Supplied material:

--

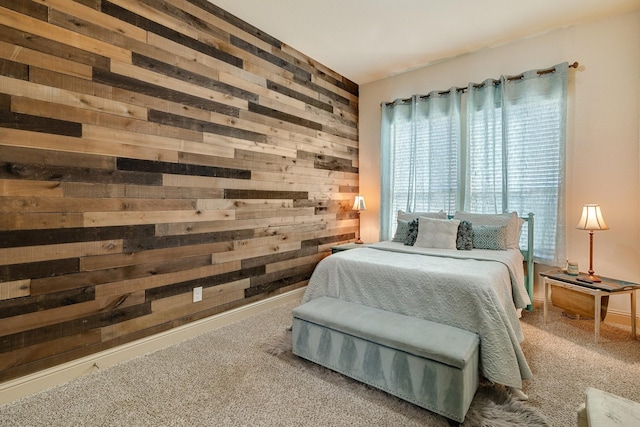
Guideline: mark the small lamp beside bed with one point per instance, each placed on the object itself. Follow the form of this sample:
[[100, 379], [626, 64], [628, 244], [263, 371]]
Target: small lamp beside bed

--

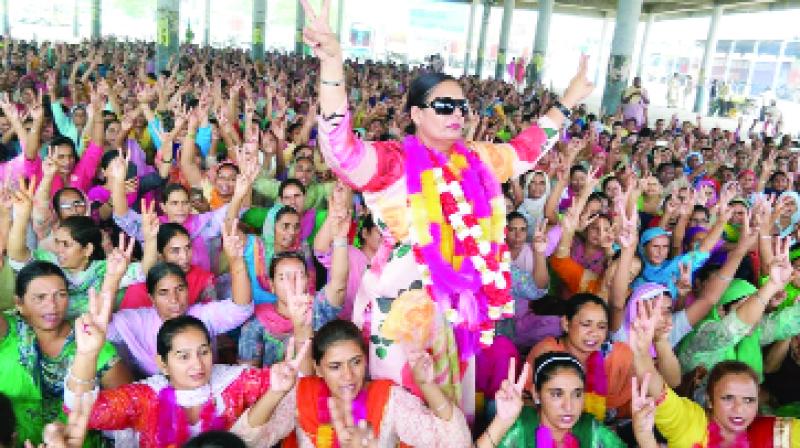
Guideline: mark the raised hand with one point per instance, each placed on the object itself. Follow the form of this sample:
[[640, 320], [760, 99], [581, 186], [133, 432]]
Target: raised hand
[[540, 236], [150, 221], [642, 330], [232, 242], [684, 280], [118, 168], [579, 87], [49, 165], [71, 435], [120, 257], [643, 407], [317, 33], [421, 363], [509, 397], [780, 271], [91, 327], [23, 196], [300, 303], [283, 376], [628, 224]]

--

Your goal: Render the listing above as a Markdown table with the columns Row and Text, one numbered row per line, starting at the line that contains "Guideline: mark the small" and ending at the line that contains "Target: small lamp beside bed". Skip any blank lines.

Response for this exercise:
| Row | Text |
|---|---|
| 1 | Guideline: mark the small lamp beside bed with one point per instance, each placed on the object itself. Follow the form of this sample: |
| 2 | [[100, 379], [626, 64], [628, 244], [263, 371]] |
| 3 | Target: small lamp beside bed |